## ENTRIES
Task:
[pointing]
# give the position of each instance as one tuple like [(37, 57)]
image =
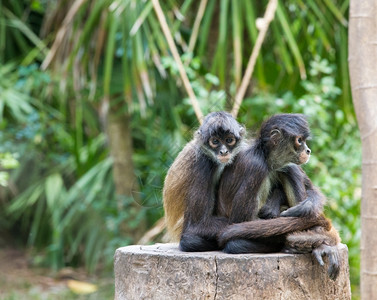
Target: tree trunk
[(126, 183), (363, 73)]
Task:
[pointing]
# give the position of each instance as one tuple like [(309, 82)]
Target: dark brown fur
[(262, 179), (190, 187)]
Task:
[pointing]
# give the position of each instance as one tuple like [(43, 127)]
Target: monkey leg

## PROBLEM DESCRIPTION
Rewrite all of the rows above, changing every "Target" to "Object" and keeping everything else the same. Leave the pictures out of your answer.

## TASK RESULT
Task:
[pointing]
# give the position of each instance as one tuple like [(37, 57)]
image =
Object: tree trunk
[(126, 183), (363, 73)]
Task:
[pointing]
# give the position of each instance as one tuple like [(309, 82)]
Object: dark brown fur
[(262, 179), (190, 187)]
Task:
[pointing]
# give the position of each instance as one tuple like [(43, 127)]
Object: monkey leg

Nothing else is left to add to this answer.